TASK DETAILS
Output all the material that follows, exactly as given.

+++ SUPPLIED INFORMATION

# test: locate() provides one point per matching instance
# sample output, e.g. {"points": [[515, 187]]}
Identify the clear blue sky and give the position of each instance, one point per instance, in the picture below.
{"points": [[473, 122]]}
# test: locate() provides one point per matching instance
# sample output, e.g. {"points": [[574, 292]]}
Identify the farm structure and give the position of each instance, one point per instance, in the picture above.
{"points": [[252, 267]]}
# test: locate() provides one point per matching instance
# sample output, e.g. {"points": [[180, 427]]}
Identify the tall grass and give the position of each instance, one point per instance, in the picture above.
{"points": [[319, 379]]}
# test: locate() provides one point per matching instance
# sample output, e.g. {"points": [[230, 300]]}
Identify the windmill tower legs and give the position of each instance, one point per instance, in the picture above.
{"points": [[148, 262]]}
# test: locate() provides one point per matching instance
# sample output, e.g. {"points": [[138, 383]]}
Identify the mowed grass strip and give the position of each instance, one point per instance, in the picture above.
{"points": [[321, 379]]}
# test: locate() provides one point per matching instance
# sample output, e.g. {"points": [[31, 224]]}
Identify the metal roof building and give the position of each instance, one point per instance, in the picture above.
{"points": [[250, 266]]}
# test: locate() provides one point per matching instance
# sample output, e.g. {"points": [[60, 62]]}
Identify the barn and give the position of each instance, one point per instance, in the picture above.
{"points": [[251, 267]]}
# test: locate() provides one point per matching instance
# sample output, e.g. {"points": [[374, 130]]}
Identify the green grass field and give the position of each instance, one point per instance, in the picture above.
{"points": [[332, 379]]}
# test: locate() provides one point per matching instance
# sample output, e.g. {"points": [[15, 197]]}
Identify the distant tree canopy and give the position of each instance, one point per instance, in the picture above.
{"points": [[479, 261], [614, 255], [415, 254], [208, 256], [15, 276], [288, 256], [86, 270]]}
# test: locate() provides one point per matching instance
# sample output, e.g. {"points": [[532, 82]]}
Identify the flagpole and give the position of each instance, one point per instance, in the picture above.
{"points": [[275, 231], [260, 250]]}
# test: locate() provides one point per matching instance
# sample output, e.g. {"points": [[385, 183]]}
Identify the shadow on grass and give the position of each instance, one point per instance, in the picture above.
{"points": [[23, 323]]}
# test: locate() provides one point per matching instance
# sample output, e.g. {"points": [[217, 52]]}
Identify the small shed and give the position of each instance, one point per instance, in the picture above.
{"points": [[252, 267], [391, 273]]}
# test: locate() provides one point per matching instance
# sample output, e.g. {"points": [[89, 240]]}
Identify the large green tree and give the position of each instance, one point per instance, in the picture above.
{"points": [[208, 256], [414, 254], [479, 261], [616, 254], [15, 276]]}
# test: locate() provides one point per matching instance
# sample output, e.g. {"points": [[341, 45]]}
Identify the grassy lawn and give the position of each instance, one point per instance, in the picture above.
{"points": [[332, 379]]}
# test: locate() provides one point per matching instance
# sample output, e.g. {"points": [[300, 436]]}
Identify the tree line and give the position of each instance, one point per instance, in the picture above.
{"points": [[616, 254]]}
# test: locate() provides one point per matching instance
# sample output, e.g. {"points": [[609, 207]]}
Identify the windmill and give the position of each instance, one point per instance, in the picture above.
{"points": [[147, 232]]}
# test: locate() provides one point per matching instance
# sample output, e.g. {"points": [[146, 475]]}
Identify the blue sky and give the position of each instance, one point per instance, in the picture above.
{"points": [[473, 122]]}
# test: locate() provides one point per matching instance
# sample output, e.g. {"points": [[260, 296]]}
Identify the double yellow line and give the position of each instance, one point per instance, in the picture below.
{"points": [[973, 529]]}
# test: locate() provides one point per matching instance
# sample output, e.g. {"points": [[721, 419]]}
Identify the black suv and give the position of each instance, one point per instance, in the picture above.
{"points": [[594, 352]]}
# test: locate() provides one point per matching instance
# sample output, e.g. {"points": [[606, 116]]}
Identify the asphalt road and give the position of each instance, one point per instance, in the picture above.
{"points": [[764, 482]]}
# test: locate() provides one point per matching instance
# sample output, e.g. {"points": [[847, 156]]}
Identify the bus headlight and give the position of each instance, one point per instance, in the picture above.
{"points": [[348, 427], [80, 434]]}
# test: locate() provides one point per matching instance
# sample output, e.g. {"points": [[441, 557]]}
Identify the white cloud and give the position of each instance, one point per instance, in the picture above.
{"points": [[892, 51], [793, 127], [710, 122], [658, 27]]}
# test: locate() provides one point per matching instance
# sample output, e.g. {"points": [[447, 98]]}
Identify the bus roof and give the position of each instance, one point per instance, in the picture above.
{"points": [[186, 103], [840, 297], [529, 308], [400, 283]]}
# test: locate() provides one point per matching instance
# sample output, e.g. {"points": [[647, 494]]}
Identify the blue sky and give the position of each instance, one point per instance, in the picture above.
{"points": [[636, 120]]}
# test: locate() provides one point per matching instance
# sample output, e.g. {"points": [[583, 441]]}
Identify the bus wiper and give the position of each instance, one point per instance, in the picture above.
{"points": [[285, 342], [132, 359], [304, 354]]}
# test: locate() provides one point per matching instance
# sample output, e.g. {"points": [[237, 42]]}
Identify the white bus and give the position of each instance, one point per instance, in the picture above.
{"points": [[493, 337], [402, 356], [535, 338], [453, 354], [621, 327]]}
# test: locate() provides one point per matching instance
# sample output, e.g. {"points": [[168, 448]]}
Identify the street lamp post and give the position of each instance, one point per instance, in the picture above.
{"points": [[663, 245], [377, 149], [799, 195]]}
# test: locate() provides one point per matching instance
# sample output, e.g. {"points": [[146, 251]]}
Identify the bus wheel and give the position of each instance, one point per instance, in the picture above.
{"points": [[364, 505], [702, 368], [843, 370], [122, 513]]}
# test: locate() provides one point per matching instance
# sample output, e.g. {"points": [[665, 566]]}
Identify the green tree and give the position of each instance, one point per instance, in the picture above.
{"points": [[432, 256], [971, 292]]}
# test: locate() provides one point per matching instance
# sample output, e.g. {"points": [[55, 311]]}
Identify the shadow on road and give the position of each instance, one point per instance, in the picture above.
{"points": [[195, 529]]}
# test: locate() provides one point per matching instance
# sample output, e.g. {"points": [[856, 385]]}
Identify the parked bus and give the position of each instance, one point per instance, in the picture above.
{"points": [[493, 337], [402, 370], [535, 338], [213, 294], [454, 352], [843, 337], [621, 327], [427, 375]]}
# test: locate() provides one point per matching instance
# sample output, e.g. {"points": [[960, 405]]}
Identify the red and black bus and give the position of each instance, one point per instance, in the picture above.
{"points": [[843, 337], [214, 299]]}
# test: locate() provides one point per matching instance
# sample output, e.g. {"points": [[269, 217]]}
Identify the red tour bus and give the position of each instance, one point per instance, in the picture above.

++++++

OUTPUT OF THE TASK
# test: locate() provides one point per matching instance
# sample output, e.g. {"points": [[515, 187]]}
Identify the clear blue sky and give the position of each instance, one point per instance, in the picture below.
{"points": [[473, 122]]}
# test: locate() provides one point per matching instance
# sample output, e.g. {"points": [[574, 292]]}
Identify the farm structure and give the position of each instance, one point per instance, in the picture above.
{"points": [[252, 267]]}
# test: locate() provides one point per matching instance
# sample output, e.g. {"points": [[180, 427]]}
Identify the tall grass and give the position of each instance, one point per instance, in the picture above.
{"points": [[319, 379]]}
# test: locate() provides one point per matching instance
# sample output, e.g. {"points": [[230, 300]]}
Identify the windmill tower legs and give the position of each instance, one point per instance, in the picture above.
{"points": [[148, 262]]}
# test: locate() provides one point per matching instance
# sample output, e.g. {"points": [[138, 383]]}
Identify the mowed grass strip and give the position of each instance, one point per instance, in the picture above.
{"points": [[321, 379]]}
# test: locate() provides one point per matching instance
# sample output, e.g. {"points": [[31, 224]]}
Identify the metal roof building and give the position of each instance, one point per instance, in the picture above.
{"points": [[250, 266]]}
# test: locate() provides one point per matching instance
# sample output, e.g. {"points": [[60, 62]]}
Identify the barn and give the position of each instance, one point per instance, in the picture above.
{"points": [[251, 267]]}
# test: locate() provides one point per matching instance
# sample output, e.g. {"points": [[374, 130]]}
Identify the green grass field and give the position of each instance, one point per instance, in the picture above.
{"points": [[332, 379]]}
# test: locate() provides one point per matching instance
# sample output, e.g. {"points": [[15, 197]]}
Identify the distant tree canopy and give the position of each instance, one point per instance, in the picture above.
{"points": [[479, 261], [614, 255], [415, 254], [208, 256], [15, 276], [288, 256], [86, 270]]}
# test: locate() provides one point per matching instance
# sample output, e.g. {"points": [[532, 82]]}
Identify the flagpole and give the position of each instance, one point per instance, in the picture above.
{"points": [[275, 231], [260, 250]]}
# test: locate() provides one point per matching instance
# sample output, e.g. {"points": [[385, 183]]}
Identify the shadow on grass and give the position of each instance, one point per instance, in the picture above.
{"points": [[23, 323]]}
# test: locate() provides one point per matching instance
# sample output, e.g. {"points": [[217, 52]]}
Identify the small shed and give the position of each instance, one point per instance, in the picture above.
{"points": [[252, 267], [391, 273]]}
# test: locate() provides one point per matching instance
# sample output, e.g. {"points": [[89, 240]]}
Identify the large green tree and give the position of each instance, one point per instance, in the picture above.
{"points": [[208, 256], [414, 254], [479, 261], [616, 254], [15, 276]]}
# test: locate() provides one point per matching instance
# sample output, e.g. {"points": [[341, 45]]}
Identify the grassy lawn and give the position of each instance, one point per instance, in the picture above.
{"points": [[332, 379]]}
# test: locate() provides one point per matching instance
# sample output, e.g. {"points": [[300, 436]]}
Identify the tree line and give the position of each instance, one point per instance, in the picture above.
{"points": [[616, 254]]}
# test: locate() provides one point per matching instance
# sample output, e.g. {"points": [[609, 207]]}
Identify the windmill and give the position of each instance, one point per instance, in the picture above.
{"points": [[147, 232]]}
# test: locate() provides one point per matching instance
# sample output, e.g. {"points": [[146, 475]]}
Identify the blue sky and give the position of each instance, one point per instance, in the picture above.
{"points": [[473, 122]]}
# test: locate() provides one point per matching instance
# sample output, e.g. {"points": [[260, 296]]}
Identify the double yellow line and give the position of each instance, one point per instance, in the picture below.
{"points": [[973, 529]]}
# test: locate() provides one point per matching instance
# sample output, e.g. {"points": [[721, 419]]}
Identify the black suv and give the position of each instance, one point per instance, in the picture above.
{"points": [[594, 352]]}
# test: locate() provides one point per matching instance
# sample output, e.g. {"points": [[606, 116]]}
Identify the asphalt road and give the position of each instance, one point per instance, in the picture above.
{"points": [[764, 482]]}
# test: locate() provides one point per matching instance
# sample output, e.g. {"points": [[847, 156]]}
Identify the bus headlight and give the position of each instance, one point per instance, in the picture above.
{"points": [[348, 427], [80, 434]]}
# test: locate() provides one point per matching instance
# sample output, e.g. {"points": [[441, 557]]}
Identify the white cloud and give the position of each instance, one point per instance, in the picture above.
{"points": [[892, 51], [793, 127], [710, 122], [658, 27]]}
# test: locate() provides one point per matching instance
# sample output, e.g. {"points": [[447, 98]]}
Identify the bus roof and give the position of each instance, one point per instance, in the picture above.
{"points": [[186, 103], [840, 297], [529, 308], [400, 283]]}
# test: locate() provides one point per matching instance
# sample output, e.g. {"points": [[647, 494]]}
Identify the blue sky and give the position of each instance, one point per instance, in the picture above.
{"points": [[636, 120]]}
# test: locate() provides one point per matching instance
# sample output, e.g. {"points": [[583, 441]]}
Identify the bus wiper and give the position of each instance, one point per instance, in the picture above.
{"points": [[285, 342], [132, 359], [304, 354]]}
# test: locate() provides one point per matching instance
# sample output, e.g. {"points": [[237, 42]]}
Identify the white bus and give the position of each instance, one point per instance, in the picture above.
{"points": [[493, 337], [402, 356], [535, 338], [453, 354], [621, 327]]}
# test: locate() provides one point per matching instance
# sample output, e.g. {"points": [[168, 448]]}
Identify the street lamp post and give the position of each instance, one point per instance, in the picture above.
{"points": [[663, 245], [377, 149], [799, 195]]}
# test: locate() provides one point per matching instance
# sample output, e.g. {"points": [[146, 251]]}
Identify the bus wheel and give the position of each instance, one point per instance, in the picture above.
{"points": [[364, 505], [702, 368], [843, 370], [122, 513]]}
# test: locate() provides one point per matching instance
# sample output, e.g. {"points": [[665, 566]]}
Identify the green tree and give the position of each instance, one point per instance, in the picture above.
{"points": [[432, 256], [971, 292]]}
# test: locate() provides one point per matching instance
# sample output, e.g. {"points": [[55, 311]]}
Identify the shadow on road and give the position of each instance, one point per instance, in the picture above.
{"points": [[195, 529]]}
# test: locate() provides one point per matching instance
# sample output, e.g. {"points": [[856, 385]]}
Identify the parked bus and give the position of each instance, one point per instance, in the picture above.
{"points": [[493, 337], [402, 370], [535, 338], [213, 294], [454, 352], [843, 337], [621, 327], [427, 375]]}
# test: locate() provides one point per matching instance
# sample output, e.g. {"points": [[960, 405]]}
Identify the red and black bus and give the position of each instance, one point per instance, in the picture above.
{"points": [[843, 337], [214, 299]]}
# test: locate() provides one point per matching instance
# sample output, e.g. {"points": [[269, 217]]}
Identify the red tour bus and give the position of each instance, one point per instance, in the picture above.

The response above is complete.